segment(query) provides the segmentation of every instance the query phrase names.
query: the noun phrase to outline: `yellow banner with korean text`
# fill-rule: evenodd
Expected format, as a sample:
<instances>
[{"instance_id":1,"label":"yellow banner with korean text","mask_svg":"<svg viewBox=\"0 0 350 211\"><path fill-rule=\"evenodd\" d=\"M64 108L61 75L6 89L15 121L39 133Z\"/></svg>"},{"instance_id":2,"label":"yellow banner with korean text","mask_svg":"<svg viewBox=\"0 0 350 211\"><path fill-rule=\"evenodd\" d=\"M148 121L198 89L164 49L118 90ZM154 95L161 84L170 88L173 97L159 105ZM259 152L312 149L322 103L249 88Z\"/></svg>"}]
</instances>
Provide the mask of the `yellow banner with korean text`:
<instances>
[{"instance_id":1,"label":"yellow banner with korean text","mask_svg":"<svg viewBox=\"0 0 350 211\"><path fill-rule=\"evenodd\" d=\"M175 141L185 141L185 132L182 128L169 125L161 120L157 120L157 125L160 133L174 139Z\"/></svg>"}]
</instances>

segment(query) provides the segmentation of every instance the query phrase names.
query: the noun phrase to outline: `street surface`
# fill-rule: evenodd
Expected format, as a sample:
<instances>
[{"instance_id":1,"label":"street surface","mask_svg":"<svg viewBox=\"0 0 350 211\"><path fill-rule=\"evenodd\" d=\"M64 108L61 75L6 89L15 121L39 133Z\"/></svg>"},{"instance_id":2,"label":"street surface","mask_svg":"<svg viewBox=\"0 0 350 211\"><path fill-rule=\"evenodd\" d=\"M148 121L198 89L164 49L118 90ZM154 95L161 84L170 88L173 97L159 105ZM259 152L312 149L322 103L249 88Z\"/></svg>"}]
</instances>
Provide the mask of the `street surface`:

▬▬▬▬▬▬

• [WORK TASK]: Your answer should be one number, the count of lines in the entries holding the string "noun".

• [RESPONSE FOR THIS EXERCISE]: 2